Passage to read —
####
A crush can be a good thing
By Cheryl Lavin July 29, 2013 3:32PM
Updated: September 5, 2013 4:33PM
A crush can be fun. A crush can be dangerous. A crush can be a safety valve.
Megan says she’s had a series of crushes during the 11 years of her marriage. They’ve always happened during stressful times.
Her first crush occurred during her second pregnancy when her husband was unemployed and her daughter was showing signs of autism. The second crush occurred when she was in her early forties and feeling “old and faded and past my prime.” The third one occurred just this past year when she and her husband were going through an especially stressful time.
Their marriage has always had a lot of stress — three rounds of unemployment, two special-needs children, injuries, depression and anxiety, temper tantrums, financial problems and an arrest that cost her husband two job offers.
But this year was especially difficult because of Megan’s husband’s temper. “He broke a TV, a car door, and a chair.”
All of Megan’s crushes involved a strong attraction to a much younger co-worker. “I would look forward to seeing him and try to look extra nice if I knew I’d see him that day.”
####
Task instructions —
a) Translate this sentence from the column about crushes into Spanish: "Megan says she’s had a series of crushes during the 11 years of her marriage."
b) Continue the column about crushes from its last sentence.
####
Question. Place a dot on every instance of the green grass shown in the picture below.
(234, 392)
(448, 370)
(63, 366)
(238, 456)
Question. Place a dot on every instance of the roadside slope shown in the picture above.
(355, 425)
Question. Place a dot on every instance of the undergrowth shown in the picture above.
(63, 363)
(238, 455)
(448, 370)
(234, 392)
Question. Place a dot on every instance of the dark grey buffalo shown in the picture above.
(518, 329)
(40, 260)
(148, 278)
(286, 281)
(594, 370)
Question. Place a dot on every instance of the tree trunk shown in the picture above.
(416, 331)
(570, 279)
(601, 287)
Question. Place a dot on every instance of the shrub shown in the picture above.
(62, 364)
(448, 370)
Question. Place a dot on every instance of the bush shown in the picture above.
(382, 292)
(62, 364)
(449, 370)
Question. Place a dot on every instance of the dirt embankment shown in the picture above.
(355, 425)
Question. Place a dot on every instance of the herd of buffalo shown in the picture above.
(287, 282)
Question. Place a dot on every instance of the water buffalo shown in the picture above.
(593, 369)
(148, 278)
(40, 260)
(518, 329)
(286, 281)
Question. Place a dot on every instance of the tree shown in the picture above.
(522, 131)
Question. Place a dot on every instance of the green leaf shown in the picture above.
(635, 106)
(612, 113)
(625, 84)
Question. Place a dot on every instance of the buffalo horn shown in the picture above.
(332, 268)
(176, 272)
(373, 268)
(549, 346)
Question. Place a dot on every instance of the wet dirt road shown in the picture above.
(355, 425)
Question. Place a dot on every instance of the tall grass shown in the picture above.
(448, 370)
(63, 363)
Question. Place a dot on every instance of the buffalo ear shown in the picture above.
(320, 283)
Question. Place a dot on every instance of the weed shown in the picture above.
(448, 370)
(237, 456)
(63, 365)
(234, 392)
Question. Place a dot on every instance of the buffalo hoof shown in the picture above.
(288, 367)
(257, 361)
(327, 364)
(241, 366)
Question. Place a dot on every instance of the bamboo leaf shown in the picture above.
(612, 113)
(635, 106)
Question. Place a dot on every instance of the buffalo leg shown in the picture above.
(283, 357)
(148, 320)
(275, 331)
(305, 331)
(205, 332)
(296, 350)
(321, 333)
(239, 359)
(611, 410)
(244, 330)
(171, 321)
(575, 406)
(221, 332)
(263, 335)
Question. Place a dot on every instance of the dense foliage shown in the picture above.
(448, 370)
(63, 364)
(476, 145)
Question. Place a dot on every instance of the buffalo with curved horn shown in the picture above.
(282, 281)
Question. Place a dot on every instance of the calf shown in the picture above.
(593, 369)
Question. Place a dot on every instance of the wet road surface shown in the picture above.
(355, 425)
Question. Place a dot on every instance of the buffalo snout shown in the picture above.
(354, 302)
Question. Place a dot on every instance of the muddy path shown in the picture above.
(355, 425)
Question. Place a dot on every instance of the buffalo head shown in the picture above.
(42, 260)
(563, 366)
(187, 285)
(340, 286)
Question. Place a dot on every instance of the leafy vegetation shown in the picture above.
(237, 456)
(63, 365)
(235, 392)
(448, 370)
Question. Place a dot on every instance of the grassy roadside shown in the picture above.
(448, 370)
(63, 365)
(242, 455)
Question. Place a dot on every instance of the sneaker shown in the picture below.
####
Task responses —
a) Megan dice que ha tenido una serie de enamoramientos durante los 11 años de su matrimonio.

b)
Megan says she doesn’t think any of her crushes knew how she felt about them. Crush No. 3 even thinks of her as “a good friend and de facto older sister.” Crush No. 2 seems to have had some feelings of his own. He made a drunken pass at her at an after-hours office party. “He grabbed my behind and one of my breasts while trying to get me to dirty dance with him. Later that night he grabbed my hand, got way too close and said, ‘You and me. What do you think?’
“Both times I told him he’d crossed a line and wriggled away from his grasp. The following day, some co-workers read him the riot act and said if my husband ever found out, he wouldn’t be pleased.”
Megan says her husband doesn’t know anything about the crushes. As far as he’s concerned, the men are just “work friends.” But she has confided in friends who have also been married for many years.
“They all said, in one way or another, it happens to everyone and if you don’t act on your feelings, it’s harmless.”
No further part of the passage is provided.